### Your goal
Output the full listing word for word.

### Listed records
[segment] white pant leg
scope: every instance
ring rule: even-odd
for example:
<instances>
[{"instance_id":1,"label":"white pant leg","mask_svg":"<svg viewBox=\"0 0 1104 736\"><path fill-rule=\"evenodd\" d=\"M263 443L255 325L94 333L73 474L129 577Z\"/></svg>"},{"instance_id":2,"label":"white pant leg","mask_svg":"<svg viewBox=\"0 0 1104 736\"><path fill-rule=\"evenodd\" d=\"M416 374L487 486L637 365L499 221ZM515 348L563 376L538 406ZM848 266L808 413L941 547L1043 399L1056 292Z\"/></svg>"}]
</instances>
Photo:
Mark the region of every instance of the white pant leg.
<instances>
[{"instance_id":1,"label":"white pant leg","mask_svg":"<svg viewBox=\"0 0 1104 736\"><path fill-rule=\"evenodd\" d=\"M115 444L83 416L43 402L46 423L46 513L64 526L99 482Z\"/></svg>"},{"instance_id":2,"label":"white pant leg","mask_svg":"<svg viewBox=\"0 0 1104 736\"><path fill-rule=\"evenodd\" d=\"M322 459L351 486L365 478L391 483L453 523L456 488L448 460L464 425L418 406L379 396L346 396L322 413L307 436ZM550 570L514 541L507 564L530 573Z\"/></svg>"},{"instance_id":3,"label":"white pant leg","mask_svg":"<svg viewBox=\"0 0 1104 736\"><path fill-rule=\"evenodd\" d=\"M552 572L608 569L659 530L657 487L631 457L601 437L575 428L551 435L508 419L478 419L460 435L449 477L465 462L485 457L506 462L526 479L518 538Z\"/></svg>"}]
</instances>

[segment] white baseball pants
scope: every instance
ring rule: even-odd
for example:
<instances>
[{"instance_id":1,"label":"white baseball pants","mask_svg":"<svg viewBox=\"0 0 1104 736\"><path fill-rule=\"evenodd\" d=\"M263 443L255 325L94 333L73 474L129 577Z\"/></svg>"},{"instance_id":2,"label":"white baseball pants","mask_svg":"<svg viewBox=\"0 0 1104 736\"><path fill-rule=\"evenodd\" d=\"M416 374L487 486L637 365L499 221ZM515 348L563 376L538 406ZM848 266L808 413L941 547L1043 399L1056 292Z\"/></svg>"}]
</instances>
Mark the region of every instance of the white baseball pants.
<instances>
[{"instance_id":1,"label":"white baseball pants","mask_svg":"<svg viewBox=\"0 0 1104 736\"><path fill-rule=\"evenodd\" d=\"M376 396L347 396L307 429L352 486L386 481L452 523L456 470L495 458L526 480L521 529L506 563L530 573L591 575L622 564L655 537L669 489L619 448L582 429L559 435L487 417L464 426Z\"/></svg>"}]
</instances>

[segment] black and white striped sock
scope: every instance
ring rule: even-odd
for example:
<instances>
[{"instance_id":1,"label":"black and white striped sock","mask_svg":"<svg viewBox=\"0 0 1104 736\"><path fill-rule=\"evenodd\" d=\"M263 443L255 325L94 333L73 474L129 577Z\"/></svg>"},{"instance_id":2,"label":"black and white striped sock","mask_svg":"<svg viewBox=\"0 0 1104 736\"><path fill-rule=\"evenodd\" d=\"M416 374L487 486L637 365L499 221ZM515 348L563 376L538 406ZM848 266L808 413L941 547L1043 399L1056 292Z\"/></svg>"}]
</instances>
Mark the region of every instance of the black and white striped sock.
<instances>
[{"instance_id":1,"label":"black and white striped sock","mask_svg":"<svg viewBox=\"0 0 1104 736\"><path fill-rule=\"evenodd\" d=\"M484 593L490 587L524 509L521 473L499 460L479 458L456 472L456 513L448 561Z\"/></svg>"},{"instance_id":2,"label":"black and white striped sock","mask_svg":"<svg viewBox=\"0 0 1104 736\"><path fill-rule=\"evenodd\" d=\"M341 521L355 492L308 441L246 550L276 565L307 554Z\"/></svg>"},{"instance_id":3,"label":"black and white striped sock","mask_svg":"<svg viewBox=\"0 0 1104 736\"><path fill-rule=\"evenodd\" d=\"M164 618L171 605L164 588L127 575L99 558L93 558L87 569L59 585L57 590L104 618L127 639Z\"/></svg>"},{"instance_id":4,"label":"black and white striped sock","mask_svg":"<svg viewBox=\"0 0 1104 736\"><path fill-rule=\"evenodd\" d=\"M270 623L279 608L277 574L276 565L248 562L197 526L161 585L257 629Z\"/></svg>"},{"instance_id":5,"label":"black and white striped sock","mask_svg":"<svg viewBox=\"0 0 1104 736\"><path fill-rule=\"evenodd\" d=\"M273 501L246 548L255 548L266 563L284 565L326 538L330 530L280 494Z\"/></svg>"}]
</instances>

### Reply
[segment] white pant leg
scope: every instance
ring rule: even-odd
for example:
<instances>
[{"instance_id":1,"label":"white pant leg","mask_svg":"<svg viewBox=\"0 0 1104 736\"><path fill-rule=\"evenodd\" d=\"M263 443L255 325L94 333L73 474L129 577Z\"/></svg>"},{"instance_id":2,"label":"white pant leg","mask_svg":"<svg viewBox=\"0 0 1104 736\"><path fill-rule=\"evenodd\" d=\"M416 374L487 486L637 365L499 221ZM515 348L563 376L538 406ZM848 266L808 413L941 547L1043 399L1056 292Z\"/></svg>"}]
</instances>
Photo:
Mark the region of every instance of the white pant leg.
<instances>
[{"instance_id":1,"label":"white pant leg","mask_svg":"<svg viewBox=\"0 0 1104 736\"><path fill-rule=\"evenodd\" d=\"M115 444L83 416L43 402L46 423L46 513L64 526L99 482Z\"/></svg>"},{"instance_id":2,"label":"white pant leg","mask_svg":"<svg viewBox=\"0 0 1104 736\"><path fill-rule=\"evenodd\" d=\"M322 459L351 486L365 478L391 483L453 523L456 488L448 460L464 425L418 406L379 396L346 396L322 413L307 436ZM550 570L514 541L507 564L530 573Z\"/></svg>"},{"instance_id":3,"label":"white pant leg","mask_svg":"<svg viewBox=\"0 0 1104 736\"><path fill-rule=\"evenodd\" d=\"M552 572L608 569L659 530L657 487L631 457L601 437L575 428L551 435L508 419L478 419L460 435L449 477L465 462L485 457L506 462L526 479L518 538Z\"/></svg>"}]
</instances>

[segment] white baseball pants
scope: every instance
ring rule: even-odd
for example:
<instances>
[{"instance_id":1,"label":"white baseball pants","mask_svg":"<svg viewBox=\"0 0 1104 736\"><path fill-rule=\"evenodd\" d=\"M263 443L255 325L94 333L73 474L129 577Z\"/></svg>"},{"instance_id":2,"label":"white baseball pants","mask_svg":"<svg viewBox=\"0 0 1104 736\"><path fill-rule=\"evenodd\" d=\"M416 374L487 486L637 365L499 221ZM515 348L563 376L538 406ZM848 266L808 413L941 547L1043 399L1056 292Z\"/></svg>"}]
</instances>
Mark the region of every instance of the white baseball pants.
<instances>
[{"instance_id":1,"label":"white baseball pants","mask_svg":"<svg viewBox=\"0 0 1104 736\"><path fill-rule=\"evenodd\" d=\"M376 396L347 396L307 429L352 486L386 481L452 523L456 470L495 458L526 480L521 529L506 563L530 573L591 575L622 564L655 537L669 489L619 448L582 429L559 435L487 417L464 426Z\"/></svg>"}]
</instances>

[segment] black and white striped sock
scope: every instance
ring rule: even-odd
for example:
<instances>
[{"instance_id":1,"label":"black and white striped sock","mask_svg":"<svg viewBox=\"0 0 1104 736\"><path fill-rule=\"evenodd\" d=\"M263 443L255 325L94 333L73 474L129 577Z\"/></svg>"},{"instance_id":2,"label":"black and white striped sock","mask_svg":"<svg viewBox=\"0 0 1104 736\"><path fill-rule=\"evenodd\" d=\"M416 374L487 486L637 365L499 221ZM515 348L563 376L538 406ZM848 266L808 413L941 547L1043 399L1056 292Z\"/></svg>"}]
</instances>
Mark the region of every instance of the black and white striped sock.
<instances>
[{"instance_id":1,"label":"black and white striped sock","mask_svg":"<svg viewBox=\"0 0 1104 736\"><path fill-rule=\"evenodd\" d=\"M484 593L490 587L524 509L521 473L499 460L479 458L456 472L456 513L448 561Z\"/></svg>"},{"instance_id":2,"label":"black and white striped sock","mask_svg":"<svg viewBox=\"0 0 1104 736\"><path fill-rule=\"evenodd\" d=\"M341 521L355 492L308 441L246 550L276 565L307 554Z\"/></svg>"},{"instance_id":3,"label":"black and white striped sock","mask_svg":"<svg viewBox=\"0 0 1104 736\"><path fill-rule=\"evenodd\" d=\"M164 618L171 605L164 588L127 575L99 558L93 558L87 569L59 585L57 590L104 618L127 639Z\"/></svg>"},{"instance_id":4,"label":"black and white striped sock","mask_svg":"<svg viewBox=\"0 0 1104 736\"><path fill-rule=\"evenodd\" d=\"M270 623L279 608L277 574L276 565L248 562L197 526L161 585L257 629Z\"/></svg>"},{"instance_id":5,"label":"black and white striped sock","mask_svg":"<svg viewBox=\"0 0 1104 736\"><path fill-rule=\"evenodd\" d=\"M273 501L246 548L255 548L266 563L284 565L326 538L330 530L280 494Z\"/></svg>"}]
</instances>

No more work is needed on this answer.